__Job__:
Please gather every line of the records below that contains the string "horn".

-- begin --

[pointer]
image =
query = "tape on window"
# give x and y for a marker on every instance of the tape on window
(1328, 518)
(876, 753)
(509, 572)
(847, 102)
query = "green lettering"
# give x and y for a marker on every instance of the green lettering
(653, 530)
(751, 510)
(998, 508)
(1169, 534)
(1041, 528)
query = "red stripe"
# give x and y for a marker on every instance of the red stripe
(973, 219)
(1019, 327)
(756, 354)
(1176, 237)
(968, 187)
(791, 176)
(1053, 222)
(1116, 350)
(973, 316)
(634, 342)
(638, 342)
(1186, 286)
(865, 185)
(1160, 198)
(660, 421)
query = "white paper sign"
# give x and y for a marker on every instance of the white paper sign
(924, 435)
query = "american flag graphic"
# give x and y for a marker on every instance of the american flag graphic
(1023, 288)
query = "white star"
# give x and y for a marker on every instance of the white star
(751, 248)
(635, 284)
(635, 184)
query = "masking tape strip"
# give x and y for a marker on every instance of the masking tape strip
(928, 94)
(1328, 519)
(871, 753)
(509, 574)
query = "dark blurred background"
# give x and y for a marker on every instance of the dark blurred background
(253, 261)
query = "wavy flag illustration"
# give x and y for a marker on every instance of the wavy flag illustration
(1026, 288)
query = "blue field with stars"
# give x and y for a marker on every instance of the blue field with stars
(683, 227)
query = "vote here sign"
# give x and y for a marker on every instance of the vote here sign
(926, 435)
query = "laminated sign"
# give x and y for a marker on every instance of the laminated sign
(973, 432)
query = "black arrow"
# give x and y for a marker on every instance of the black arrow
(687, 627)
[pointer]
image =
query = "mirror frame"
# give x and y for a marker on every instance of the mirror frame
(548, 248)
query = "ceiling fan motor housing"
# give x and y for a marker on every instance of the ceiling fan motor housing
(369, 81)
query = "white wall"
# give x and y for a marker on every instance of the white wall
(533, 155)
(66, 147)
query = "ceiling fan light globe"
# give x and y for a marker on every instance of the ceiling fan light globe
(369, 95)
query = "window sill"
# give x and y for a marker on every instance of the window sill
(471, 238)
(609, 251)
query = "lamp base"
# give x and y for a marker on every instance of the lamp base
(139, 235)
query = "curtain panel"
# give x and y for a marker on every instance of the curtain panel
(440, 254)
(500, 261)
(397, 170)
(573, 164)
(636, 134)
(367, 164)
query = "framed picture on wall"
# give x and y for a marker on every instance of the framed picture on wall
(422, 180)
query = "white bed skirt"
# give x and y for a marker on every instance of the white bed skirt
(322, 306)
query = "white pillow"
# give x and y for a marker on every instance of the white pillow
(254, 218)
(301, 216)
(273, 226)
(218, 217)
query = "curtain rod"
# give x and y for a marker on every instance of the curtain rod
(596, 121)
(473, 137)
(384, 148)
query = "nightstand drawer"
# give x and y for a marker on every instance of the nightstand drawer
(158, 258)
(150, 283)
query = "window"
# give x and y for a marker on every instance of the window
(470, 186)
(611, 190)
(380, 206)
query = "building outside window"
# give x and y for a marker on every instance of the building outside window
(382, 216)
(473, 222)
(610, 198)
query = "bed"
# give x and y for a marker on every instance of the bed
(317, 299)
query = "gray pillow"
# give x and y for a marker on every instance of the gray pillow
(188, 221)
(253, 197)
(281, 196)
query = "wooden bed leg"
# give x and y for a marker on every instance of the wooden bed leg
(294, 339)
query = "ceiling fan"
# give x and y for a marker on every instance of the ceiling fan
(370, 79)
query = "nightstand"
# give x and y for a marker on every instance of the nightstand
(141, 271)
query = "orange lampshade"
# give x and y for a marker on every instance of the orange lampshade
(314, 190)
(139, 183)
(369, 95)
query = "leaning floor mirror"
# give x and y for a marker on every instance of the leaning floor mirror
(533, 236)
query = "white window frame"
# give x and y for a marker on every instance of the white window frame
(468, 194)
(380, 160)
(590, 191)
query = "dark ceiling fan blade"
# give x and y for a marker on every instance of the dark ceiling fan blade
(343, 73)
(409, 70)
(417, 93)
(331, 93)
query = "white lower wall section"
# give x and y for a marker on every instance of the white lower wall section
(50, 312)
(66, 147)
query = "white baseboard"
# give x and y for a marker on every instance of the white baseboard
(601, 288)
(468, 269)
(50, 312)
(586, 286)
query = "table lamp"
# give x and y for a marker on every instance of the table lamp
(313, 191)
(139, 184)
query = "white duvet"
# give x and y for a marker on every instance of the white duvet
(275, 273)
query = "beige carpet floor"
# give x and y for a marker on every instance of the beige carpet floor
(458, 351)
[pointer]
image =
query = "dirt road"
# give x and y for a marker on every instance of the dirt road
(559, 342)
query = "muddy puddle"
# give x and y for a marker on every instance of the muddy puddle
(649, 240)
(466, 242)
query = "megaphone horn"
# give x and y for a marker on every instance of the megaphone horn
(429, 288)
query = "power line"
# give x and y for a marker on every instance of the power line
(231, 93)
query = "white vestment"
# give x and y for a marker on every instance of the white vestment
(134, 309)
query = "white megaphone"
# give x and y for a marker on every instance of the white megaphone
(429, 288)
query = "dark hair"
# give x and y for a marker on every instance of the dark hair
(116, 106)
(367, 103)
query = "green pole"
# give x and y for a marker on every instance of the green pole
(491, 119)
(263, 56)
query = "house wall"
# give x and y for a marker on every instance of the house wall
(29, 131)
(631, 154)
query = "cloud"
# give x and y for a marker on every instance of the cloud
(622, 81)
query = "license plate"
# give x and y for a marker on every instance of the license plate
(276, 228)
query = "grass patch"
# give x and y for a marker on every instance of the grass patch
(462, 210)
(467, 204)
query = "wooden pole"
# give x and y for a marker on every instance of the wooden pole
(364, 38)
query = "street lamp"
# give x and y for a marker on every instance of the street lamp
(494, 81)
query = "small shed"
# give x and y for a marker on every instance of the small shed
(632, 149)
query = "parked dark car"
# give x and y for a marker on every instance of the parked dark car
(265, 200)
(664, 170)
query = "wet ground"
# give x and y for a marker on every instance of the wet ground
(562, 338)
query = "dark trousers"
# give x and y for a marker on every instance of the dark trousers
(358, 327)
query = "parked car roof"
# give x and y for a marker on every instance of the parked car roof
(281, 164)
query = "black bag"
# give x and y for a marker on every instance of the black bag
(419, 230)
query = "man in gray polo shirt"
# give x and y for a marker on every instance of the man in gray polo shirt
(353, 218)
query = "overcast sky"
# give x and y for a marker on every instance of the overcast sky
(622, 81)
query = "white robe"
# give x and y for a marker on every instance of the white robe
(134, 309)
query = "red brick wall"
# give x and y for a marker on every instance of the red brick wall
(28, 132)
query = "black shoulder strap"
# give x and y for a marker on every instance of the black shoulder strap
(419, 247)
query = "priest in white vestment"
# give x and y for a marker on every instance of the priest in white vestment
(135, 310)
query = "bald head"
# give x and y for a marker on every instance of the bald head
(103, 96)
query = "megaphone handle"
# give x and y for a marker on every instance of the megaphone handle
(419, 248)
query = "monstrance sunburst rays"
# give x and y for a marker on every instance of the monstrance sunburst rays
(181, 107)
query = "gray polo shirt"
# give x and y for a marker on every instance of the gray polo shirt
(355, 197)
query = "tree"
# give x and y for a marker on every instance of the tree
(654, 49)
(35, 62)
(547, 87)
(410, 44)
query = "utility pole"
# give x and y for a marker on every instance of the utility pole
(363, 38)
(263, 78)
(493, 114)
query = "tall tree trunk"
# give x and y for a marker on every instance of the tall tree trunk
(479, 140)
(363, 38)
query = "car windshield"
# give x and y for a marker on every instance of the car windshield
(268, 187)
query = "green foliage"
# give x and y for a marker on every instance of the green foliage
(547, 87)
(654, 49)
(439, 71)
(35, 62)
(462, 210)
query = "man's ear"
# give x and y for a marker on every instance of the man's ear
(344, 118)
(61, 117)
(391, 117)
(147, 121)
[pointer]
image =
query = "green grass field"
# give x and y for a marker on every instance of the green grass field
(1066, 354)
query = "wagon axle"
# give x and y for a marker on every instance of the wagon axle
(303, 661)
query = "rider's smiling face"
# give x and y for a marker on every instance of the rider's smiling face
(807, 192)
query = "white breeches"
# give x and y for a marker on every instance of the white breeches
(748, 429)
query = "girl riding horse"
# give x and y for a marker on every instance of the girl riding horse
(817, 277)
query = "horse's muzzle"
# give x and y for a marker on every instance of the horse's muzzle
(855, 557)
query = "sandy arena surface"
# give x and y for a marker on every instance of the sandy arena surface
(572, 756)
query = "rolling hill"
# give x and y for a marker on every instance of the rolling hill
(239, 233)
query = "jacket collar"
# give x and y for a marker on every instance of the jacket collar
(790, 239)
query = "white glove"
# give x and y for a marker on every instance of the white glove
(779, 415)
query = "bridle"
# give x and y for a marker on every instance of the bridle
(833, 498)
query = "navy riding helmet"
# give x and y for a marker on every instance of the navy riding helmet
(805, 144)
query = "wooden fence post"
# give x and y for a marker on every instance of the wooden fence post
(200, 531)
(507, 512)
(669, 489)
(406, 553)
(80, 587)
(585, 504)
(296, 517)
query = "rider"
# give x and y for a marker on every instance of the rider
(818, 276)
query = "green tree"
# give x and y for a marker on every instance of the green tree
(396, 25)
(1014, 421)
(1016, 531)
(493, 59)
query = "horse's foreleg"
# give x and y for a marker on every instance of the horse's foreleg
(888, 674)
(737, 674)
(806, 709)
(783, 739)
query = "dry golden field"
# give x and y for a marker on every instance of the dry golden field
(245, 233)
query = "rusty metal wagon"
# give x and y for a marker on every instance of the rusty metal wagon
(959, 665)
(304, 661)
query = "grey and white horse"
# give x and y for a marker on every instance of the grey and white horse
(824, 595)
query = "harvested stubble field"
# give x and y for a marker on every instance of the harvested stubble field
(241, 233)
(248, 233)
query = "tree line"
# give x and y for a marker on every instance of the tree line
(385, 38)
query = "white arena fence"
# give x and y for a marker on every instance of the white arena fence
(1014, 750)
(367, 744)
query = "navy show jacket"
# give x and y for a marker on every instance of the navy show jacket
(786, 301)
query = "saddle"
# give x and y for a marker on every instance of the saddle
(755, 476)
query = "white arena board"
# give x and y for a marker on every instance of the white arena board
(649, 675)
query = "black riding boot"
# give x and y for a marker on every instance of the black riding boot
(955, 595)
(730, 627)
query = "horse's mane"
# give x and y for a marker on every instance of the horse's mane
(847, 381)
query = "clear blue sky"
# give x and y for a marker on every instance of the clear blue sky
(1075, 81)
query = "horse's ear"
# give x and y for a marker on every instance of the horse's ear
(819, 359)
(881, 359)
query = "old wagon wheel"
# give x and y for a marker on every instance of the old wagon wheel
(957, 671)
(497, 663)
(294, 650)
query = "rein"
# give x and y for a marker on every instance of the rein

-- end --

__Task result__:
query = "megaphone horn"
# give x and y for a marker on every instance of the megaphone horn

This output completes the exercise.